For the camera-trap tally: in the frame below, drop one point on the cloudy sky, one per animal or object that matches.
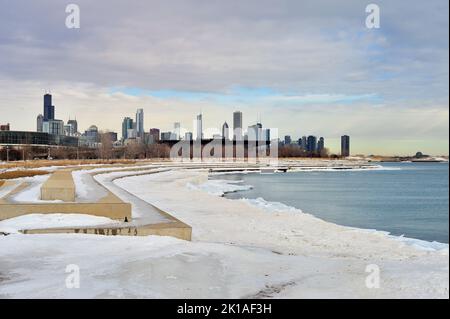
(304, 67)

__________________________________________________

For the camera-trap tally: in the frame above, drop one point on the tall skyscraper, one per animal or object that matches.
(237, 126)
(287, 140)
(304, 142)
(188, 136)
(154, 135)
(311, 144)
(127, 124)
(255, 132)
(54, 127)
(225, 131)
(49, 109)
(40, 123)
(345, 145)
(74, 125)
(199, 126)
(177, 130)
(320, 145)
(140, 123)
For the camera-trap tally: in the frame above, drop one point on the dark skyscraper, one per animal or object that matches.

__________________________________________________

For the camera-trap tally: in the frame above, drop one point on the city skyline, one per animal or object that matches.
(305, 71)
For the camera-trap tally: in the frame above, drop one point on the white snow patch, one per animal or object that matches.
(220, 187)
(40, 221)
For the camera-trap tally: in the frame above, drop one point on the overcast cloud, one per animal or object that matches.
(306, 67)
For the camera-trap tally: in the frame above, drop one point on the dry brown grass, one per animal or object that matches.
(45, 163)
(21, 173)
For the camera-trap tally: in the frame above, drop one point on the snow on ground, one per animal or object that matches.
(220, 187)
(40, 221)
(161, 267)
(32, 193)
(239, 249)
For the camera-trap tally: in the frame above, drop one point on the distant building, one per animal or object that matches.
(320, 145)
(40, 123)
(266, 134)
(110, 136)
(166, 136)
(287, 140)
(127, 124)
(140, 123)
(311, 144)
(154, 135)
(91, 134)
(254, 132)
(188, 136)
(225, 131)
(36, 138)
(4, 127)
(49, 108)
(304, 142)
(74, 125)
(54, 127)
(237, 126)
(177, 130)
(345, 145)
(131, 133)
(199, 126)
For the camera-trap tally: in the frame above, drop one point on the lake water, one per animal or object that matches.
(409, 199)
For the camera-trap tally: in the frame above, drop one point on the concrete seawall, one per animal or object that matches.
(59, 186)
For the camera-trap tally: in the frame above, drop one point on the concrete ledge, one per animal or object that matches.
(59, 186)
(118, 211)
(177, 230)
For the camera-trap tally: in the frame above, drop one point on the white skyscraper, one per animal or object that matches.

__________________________________________________

### JOB
Copy out the lines of the items above word for word, starting at the line that contains "on the tall" and ending at the line that contains "on the dark". Include both of those lines.

### ANSWER TO THIS EXERCISE
For the camera-trap tally: in the frame above, drop one point on the tall skyscraper, one per animal or object that matches.
(237, 126)
(287, 140)
(304, 142)
(188, 136)
(154, 135)
(311, 144)
(127, 124)
(255, 132)
(54, 127)
(225, 131)
(49, 109)
(40, 123)
(345, 145)
(74, 125)
(199, 126)
(177, 130)
(320, 145)
(140, 123)
For the camera-trap tally: in the frame above, drop one point on the dark skyscraper, one per animal or object that matches.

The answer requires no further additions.